Task prompt :: Print every item below verbatim.

Excerpts from point annotation data
=-=-=

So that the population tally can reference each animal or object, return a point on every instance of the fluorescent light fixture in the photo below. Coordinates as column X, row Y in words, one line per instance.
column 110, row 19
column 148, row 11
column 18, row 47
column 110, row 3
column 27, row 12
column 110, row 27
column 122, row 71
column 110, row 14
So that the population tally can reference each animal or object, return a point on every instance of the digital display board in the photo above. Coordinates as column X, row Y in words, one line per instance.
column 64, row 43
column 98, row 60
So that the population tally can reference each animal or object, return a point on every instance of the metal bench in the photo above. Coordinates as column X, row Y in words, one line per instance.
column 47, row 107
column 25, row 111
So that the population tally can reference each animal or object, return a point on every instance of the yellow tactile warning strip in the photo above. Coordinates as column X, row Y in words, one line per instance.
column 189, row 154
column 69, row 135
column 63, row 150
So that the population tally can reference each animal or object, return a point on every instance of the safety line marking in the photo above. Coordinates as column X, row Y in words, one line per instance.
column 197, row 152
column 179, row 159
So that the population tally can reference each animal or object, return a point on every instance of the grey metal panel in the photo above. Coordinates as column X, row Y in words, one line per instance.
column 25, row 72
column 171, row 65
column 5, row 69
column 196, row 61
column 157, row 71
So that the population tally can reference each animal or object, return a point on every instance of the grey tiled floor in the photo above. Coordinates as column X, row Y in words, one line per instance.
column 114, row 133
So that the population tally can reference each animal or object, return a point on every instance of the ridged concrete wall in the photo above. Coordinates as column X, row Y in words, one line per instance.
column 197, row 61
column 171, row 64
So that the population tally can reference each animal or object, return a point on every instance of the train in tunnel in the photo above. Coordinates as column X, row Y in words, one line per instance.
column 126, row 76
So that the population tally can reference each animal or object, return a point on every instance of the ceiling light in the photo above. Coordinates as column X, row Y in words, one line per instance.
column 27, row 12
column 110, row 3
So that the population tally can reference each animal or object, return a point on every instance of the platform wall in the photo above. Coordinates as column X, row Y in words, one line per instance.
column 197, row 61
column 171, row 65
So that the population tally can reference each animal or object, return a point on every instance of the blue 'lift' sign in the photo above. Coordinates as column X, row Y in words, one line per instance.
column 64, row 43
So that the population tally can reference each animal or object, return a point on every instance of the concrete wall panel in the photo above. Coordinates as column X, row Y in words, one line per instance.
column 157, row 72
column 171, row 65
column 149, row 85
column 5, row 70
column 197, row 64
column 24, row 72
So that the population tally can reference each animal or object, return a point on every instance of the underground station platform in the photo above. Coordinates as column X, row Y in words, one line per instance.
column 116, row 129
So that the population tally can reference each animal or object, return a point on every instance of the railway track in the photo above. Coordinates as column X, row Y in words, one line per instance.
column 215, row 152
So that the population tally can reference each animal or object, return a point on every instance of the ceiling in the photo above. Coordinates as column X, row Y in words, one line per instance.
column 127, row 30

=-=-=

The solution ::
So that the population tally can reference each animal or object, return a point on every instance of the fluorescent light fixture in the photo below. Coordinates as column X, row Y in words, one line per instance.
column 110, row 19
column 148, row 11
column 18, row 47
column 110, row 3
column 27, row 12
column 110, row 27
column 122, row 71
column 110, row 14
So that the population tally can reference each animal or object, return a point on every instance of the digital display board in the photo above. Coordinates as column X, row Y in words, one line per instance.
column 64, row 43
column 98, row 60
So that the population tally can reference each animal or object, return a point on every instance of the metal bench in the photo above. Coordinates as column X, row Y in words, one line per instance.
column 47, row 107
column 25, row 111
So that the population tally can reference each animal or object, return a point on every instance of the yellow tactile warning strip in the photo above. Coordinates as column X, row Y in words, one line per instance.
column 189, row 154
column 69, row 135
column 63, row 150
So that the population tally can reference each animal or object, return a point on every instance of the safety line marking in the photo above. Coordinates as column X, row Y in words, one line per instance.
column 197, row 152
column 179, row 159
So that the population tally can reference each animal or object, return a point on every instance of the grey metal panel in the photo above. Coordinates as column X, row Y in words, one line per instance.
column 25, row 72
column 171, row 65
column 5, row 69
column 196, row 61
column 157, row 71
So that the population tally can reference each animal or object, return a point on every instance of the grey tiled floor in the photo above. Coordinates as column X, row Y in words, one line per instance.
column 114, row 133
So that the population tally can reference each animal or object, return a point on every instance of the ridged concrete wall in the photo above. Coordinates as column X, row Y in words, one line per instance.
column 197, row 61
column 171, row 64
So that the population tally can reference each animal or object, return a point on every instance of the train in tunnel in the photo above. Coordinates as column X, row Y in words, one line per instance.
column 126, row 76
So that the population tally can reference each animal or object, return a point on every instance of the ceiling light in the photo above. Coordinates as column X, row Y in words, one line per instance.
column 27, row 12
column 110, row 3
So that the population tally can reference each animal or object, return a point on every instance of the platform wall in the photo above. Coordinates as column X, row Y in words, one line per instance.
column 197, row 61
column 171, row 65
So that the population tally can reference each animal or object, return a point on every instance of the blue 'lift' sign in the photo above. Coordinates as column X, row Y in words, one line per instance.
column 64, row 43
So that the population tally can reference each animal or object, return a point on every instance of the concrete wall panel in the photo above. Coordinates as column X, row Y in words, one line per instance.
column 157, row 72
column 171, row 65
column 149, row 85
column 5, row 70
column 197, row 64
column 24, row 72
So that the population tally can reference each animal or object, return a point on every instance of the underground station platform in the photo above. Coordinates as column X, row Y in words, one line per instance.
column 116, row 129
So that the population tally can reference each animal or object, return a point on every instance of the railway track in the photo above. Coordinates as column X, row Y in words, one line per instance.
column 215, row 152
So that the population tally can reference each animal or object, return a point on every instance of the ceiling in the photo above. Coordinates as column X, row Y in words, one line per instance.
column 127, row 30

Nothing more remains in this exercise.